WHAT IS BEING ASKED >> Count every line in the records below that contains the string "target". Report that number alone.

DATA SECTION >>
──────────
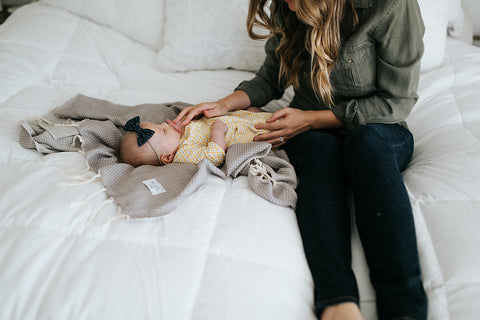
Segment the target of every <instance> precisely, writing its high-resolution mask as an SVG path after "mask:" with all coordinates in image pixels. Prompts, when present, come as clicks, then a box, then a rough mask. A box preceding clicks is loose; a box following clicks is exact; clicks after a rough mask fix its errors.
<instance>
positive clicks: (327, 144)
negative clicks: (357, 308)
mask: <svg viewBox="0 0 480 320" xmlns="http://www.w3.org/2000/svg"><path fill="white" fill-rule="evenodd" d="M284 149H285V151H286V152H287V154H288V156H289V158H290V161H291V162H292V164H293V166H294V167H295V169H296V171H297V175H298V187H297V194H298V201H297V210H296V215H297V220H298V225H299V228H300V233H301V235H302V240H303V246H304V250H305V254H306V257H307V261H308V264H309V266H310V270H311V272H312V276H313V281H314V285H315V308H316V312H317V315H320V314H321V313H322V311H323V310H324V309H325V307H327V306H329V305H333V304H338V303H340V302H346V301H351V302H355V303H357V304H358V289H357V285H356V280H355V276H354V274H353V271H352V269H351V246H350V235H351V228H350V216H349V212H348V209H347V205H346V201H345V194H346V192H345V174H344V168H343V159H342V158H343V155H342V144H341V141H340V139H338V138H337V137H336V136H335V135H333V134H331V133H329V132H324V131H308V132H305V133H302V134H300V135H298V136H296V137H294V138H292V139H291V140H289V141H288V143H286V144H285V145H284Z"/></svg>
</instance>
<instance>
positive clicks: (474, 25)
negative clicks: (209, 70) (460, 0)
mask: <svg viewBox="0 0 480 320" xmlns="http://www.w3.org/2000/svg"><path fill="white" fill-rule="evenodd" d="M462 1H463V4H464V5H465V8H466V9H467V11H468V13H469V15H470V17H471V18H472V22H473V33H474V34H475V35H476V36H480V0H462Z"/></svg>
──────────
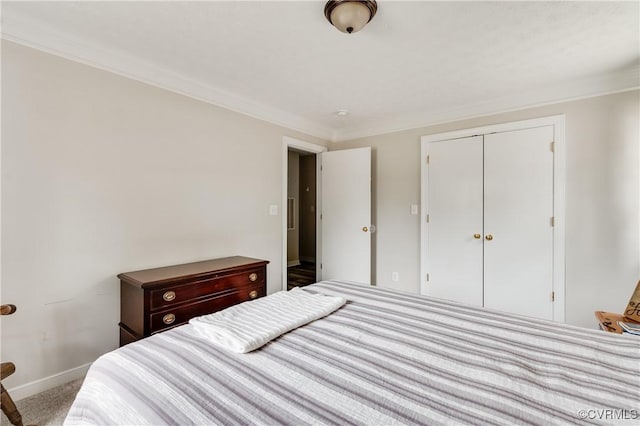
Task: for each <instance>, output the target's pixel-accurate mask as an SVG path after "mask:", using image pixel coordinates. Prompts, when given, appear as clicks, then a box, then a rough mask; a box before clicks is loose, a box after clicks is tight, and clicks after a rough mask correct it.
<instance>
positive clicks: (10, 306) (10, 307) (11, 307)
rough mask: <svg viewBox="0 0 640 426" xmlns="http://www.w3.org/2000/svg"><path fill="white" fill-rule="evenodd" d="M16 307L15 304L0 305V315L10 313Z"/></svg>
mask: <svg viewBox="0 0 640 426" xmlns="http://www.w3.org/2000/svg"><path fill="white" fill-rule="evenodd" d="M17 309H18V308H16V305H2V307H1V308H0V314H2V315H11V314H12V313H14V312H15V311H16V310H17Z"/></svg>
──────────
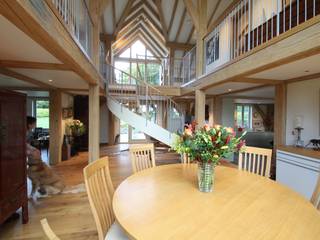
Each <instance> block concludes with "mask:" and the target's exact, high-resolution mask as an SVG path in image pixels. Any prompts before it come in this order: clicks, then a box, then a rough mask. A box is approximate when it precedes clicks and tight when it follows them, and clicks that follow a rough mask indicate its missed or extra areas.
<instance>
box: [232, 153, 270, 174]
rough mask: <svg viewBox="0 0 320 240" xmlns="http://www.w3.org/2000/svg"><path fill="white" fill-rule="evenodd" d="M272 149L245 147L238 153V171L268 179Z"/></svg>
──────────
EXPECTED ANSWER >> 3